■ Given records:
_ _ _ _ _ _ _
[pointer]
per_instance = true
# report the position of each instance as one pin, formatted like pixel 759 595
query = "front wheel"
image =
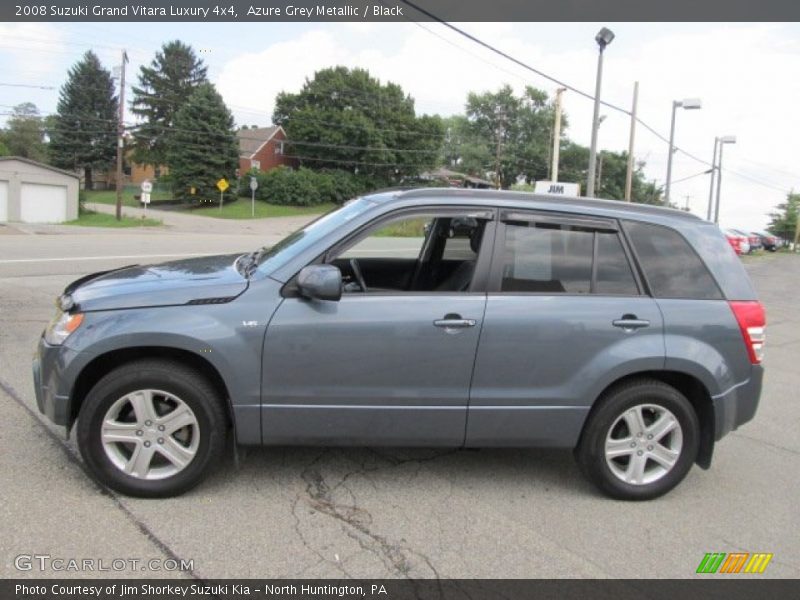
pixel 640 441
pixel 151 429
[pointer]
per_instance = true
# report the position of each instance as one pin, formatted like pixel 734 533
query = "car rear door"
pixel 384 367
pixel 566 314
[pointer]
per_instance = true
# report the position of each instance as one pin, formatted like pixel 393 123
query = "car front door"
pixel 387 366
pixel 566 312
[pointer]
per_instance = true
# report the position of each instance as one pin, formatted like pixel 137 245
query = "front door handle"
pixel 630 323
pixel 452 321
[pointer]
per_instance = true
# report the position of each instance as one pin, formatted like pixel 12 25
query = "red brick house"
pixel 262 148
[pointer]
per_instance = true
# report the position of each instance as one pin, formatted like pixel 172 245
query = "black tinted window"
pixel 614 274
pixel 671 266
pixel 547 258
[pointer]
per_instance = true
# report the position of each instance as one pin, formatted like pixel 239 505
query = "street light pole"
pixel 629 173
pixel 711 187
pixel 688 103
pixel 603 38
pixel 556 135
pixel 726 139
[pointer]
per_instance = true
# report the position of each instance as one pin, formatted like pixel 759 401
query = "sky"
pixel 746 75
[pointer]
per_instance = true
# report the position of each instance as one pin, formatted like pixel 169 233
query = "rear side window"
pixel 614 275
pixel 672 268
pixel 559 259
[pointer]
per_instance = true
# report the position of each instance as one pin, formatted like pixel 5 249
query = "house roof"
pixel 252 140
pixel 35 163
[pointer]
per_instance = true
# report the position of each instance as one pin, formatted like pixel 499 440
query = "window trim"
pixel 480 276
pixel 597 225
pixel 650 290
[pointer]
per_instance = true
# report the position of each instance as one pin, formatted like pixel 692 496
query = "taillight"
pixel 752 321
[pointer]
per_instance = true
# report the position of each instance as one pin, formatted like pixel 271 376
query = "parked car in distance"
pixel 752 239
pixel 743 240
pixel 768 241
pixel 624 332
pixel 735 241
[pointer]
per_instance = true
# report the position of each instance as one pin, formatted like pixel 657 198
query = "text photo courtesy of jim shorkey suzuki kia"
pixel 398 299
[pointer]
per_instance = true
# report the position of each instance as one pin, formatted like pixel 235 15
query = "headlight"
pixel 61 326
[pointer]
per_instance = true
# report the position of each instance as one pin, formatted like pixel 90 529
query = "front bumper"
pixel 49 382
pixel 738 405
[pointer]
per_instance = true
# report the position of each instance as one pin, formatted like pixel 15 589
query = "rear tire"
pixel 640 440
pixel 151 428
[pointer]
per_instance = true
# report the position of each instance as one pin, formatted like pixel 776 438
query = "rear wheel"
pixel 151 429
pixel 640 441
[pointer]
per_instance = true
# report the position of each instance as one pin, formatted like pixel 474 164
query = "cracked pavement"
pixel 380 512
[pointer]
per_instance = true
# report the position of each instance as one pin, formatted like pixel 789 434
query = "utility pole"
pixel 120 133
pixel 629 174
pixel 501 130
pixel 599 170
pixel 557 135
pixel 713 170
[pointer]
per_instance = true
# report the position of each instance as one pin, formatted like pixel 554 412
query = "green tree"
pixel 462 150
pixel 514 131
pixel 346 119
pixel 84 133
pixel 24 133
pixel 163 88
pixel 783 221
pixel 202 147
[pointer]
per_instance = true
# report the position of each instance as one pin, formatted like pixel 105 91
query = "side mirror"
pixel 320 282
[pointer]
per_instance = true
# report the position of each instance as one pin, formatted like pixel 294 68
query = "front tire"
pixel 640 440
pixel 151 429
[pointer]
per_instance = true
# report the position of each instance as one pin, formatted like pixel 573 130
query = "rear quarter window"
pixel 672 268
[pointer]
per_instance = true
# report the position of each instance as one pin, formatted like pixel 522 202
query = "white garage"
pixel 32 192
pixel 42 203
_ _ _ _ _ _ _
■ Aim:
Above are the records; reproduce them exactly and leave out the pictures.

■ Worked answer:
[pointer]
per_instance = true
# report the position of each instance as one pin, formatted like pixel 759 595
query = "front wheel"
image =
pixel 640 441
pixel 151 429
[pointer]
per_instance = true
# report the position of each instance as one pin, formatted like pixel 734 533
query = "car rear door"
pixel 384 367
pixel 566 314
[pointer]
per_instance = true
# report the position of each instance as one pin, formatted like pixel 393 123
query = "car front door"
pixel 387 366
pixel 566 312
[pointer]
per_instance = true
# report the position of each instance as one pin, formatted like pixel 137 245
query = "front door handle"
pixel 630 323
pixel 452 321
[pointer]
per_instance = true
# report the position of each instance as one pin, formatted like pixel 12 25
query = "red brick house"
pixel 262 148
[pointer]
per_instance = true
# report the position of each instance as one pin, formatted like pixel 172 245
query = "black tinted window"
pixel 614 274
pixel 671 266
pixel 547 258
[pointer]
per_instance = true
# report the position of each instance as one pin, formatted like pixel 239 505
query = "street light pole"
pixel 629 173
pixel 711 187
pixel 688 103
pixel 603 38
pixel 556 135
pixel 726 139
[pointer]
per_instance = true
# report the position of each instance as one pin, formatted like pixel 759 401
query = "sky"
pixel 746 75
[pointer]
per_instance = true
# report the position of each instance as one pin, formatted like pixel 169 233
query = "rear side window"
pixel 614 275
pixel 672 268
pixel 559 259
[pointer]
per_instance = true
# report the position of each instance as one pin, formatted like pixel 5 249
query = "house roof"
pixel 252 140
pixel 35 163
[pointer]
per_instance = true
# report the position of each instance as one pin, formatted like pixel 499 440
query = "window trim"
pixel 480 276
pixel 597 225
pixel 650 290
[pointer]
per_instance = true
# report the position of each instance as one pin, formatted like pixel 692 496
query = "taillight"
pixel 752 321
[pointer]
per_instance = true
# report the position of each instance as one pin, formatted like pixel 271 376
query = "parked car in distance"
pixel 752 239
pixel 743 240
pixel 768 241
pixel 624 332
pixel 735 241
[pointer]
per_instance = true
# report the position of each instance as one pin, formatted like pixel 657 198
query = "text photo courtesy of jim shorkey suzuki kia"
pixel 398 299
[pointer]
per_instance = true
# report the position of each instance as one pin, formatted like pixel 235 15
query = "headlight"
pixel 61 326
[pointer]
per_instance = true
# report the position of each instance as one pin, formatted like pixel 90 529
query = "front bumper"
pixel 49 382
pixel 738 405
[pointer]
per_instance = true
# report the position of each instance as one pin, formatted like pixel 15 589
query = "rear tire"
pixel 640 440
pixel 151 428
[pointer]
per_instance = true
# report the position of each instance as one pin, formatted like pixel 776 438
query = "rear wheel"
pixel 151 429
pixel 640 441
[pointer]
per_instance = true
# report the position of each instance as one pin, formatted like pixel 474 164
query = "cracked pavement"
pixel 380 512
[pointer]
per_instance = true
# report the position of each instance as one pin, formatted like pixel 789 434
query = "utility pole"
pixel 120 133
pixel 629 174
pixel 501 130
pixel 599 170
pixel 557 135
pixel 713 170
[pointer]
per_instance = true
# report the position of each instance as one pin, formatted like pixel 554 412
query = "green tree"
pixel 462 150
pixel 514 131
pixel 346 119
pixel 84 133
pixel 24 133
pixel 163 88
pixel 783 221
pixel 202 147
[pointer]
per_instance = true
# report the position of each instance as one pin, formatted like pixel 105 91
query = "side mirror"
pixel 320 282
[pointer]
per_instance = true
# report the position of each instance as one pin, formatted like pixel 294 68
query = "front tire"
pixel 640 440
pixel 151 429
[pointer]
per_instance = true
# report the position of each instance as one pin, formatted like pixel 573 130
query = "rear quarter window"
pixel 672 268
[pointer]
per_instance = true
# report the position of each instance as one pin, formatted like pixel 522 202
query = "white garage"
pixel 32 192
pixel 42 203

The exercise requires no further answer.